Fragmento de página ->
+++

Frente a la resistencia ciudadana en Nicaragua, el régimen ha insistido en crear una verdad alternativa paralela a la de los hechos reales: la invención de un golpe de estado organizado por terroristas de profesión que actúan "movidos por el odio". Esa es la historia que repiten los medios fieles al gobierno, y que los fiscales y jueces utilizan para acusar y procesar a los ciudadanos. Cerca de seiscientos "golpistas" están en las cárceles.
 

El demoledor informe presentado por el Grupo Interdisciplinario de Expertos Independientes (GIEI), viene a desmentir de manera rotunda esta verdad alternativa, al concluir que no existe ninguna evidencia que sustente el golpe de estado.

Por el contrario, "para el GIEI, el estado de Nicaragua ha llevado a cabo conductas que de acuerdo con el derecho internacional deben considerarse crímenes de lesa humanidad, particularmente asesinatos, privación arbitraria de la libertad y el crimen de persecución".

La insistente propaganda alrededor del golpe de estado no va dirigida a la ciudadanía en general, sino a la clientela partidaria que rodea a la pareja presidencial, a fin de crear justificaciones y motivos "legítimos" a la represión que el informe desnuda y condena.

+++

Problema planteado A -> Según el fragmento sobre Nicaragua, ¿cuántos "golpistas" hay en las cárceles?
Problema planteado B -> Repite literalmente el tramo del fragmento sobre Nicaragua que va desde "El demoledor informe" hasta "desnuda y condena.".

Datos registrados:
+++

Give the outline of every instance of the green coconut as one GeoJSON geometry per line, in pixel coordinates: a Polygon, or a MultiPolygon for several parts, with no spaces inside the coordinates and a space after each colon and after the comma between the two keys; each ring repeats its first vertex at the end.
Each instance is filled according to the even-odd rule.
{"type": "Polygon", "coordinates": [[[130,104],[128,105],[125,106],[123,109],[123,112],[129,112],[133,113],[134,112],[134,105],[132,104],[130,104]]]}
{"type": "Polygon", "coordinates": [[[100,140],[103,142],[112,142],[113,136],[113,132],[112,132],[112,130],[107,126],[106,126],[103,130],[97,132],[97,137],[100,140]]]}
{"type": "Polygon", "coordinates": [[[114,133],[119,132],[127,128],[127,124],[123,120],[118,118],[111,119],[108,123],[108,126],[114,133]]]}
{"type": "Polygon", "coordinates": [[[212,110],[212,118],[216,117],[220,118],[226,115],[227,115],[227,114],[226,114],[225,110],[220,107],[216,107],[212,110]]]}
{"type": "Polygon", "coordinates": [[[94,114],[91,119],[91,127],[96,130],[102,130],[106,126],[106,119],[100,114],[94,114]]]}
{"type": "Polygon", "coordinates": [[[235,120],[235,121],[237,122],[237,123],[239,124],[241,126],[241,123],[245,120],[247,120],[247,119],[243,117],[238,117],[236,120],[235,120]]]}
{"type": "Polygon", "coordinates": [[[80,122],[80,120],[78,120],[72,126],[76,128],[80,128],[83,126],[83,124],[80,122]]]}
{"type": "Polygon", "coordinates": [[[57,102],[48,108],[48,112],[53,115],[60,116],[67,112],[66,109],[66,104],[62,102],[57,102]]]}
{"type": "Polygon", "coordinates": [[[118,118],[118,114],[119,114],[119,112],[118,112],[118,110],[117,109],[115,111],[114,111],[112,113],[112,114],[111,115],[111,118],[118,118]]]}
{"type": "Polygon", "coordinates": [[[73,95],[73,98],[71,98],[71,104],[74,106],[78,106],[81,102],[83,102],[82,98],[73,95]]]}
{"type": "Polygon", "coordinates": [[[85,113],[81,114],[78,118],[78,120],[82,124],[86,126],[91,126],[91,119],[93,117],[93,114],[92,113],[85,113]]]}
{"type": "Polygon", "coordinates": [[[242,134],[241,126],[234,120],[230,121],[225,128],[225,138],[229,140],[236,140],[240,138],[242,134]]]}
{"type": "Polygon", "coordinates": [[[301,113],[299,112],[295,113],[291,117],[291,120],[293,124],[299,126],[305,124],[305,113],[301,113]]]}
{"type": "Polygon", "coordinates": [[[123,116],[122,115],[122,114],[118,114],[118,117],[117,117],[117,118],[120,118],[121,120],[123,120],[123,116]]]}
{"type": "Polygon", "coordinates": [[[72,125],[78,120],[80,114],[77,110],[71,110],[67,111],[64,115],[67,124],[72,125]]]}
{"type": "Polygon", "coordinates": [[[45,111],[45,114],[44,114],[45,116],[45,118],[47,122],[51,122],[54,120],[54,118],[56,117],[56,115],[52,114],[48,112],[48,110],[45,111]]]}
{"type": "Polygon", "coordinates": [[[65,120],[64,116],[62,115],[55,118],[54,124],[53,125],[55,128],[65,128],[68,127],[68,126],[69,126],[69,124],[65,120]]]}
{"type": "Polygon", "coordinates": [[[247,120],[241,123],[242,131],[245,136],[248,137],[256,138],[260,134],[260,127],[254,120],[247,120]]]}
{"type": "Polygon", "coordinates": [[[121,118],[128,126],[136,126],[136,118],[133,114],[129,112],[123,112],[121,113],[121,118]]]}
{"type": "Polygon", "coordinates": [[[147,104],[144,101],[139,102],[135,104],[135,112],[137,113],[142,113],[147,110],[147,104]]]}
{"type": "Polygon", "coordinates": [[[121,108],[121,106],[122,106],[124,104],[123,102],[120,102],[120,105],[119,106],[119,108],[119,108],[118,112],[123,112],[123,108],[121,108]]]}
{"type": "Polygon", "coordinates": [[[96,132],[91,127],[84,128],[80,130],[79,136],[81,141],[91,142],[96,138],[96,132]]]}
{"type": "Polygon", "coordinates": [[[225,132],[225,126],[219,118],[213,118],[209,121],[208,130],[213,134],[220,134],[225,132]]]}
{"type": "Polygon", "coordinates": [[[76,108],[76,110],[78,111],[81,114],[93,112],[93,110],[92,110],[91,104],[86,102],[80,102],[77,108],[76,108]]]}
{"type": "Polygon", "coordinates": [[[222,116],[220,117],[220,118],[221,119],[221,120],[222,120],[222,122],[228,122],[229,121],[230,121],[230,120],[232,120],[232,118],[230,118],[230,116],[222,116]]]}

+++

Resultado esperado A -> Cerca de seiscientos.

Resultado esperado B ->
El demoledor informe presentado por el Grupo Interdisciplinario de Expertos Independientes (GIEI), viene a desmentir de manera rotunda esta verdad alternativa, al concluir que no existe ninguna evidencia que sustente el golpe de estado.

Por el contrario, "para el GIEI, el estado de Nicaragua ha llevado a cabo conductas que de acuerdo con el derecho internacional deben considerarse crímenes de lesa humanidad, particularmente asesinatos, privación arbitraria de la libertad y el crimen de persecución".

La insistente propaganda alrededor del golpe de estado no va dirigida a la ciudadanía en general, sino a la clientela partidaria que rodea a la pareja presidencial, a fin de crear justificaciones y motivos "legítimos" a la represión que el informe desnuda y condena.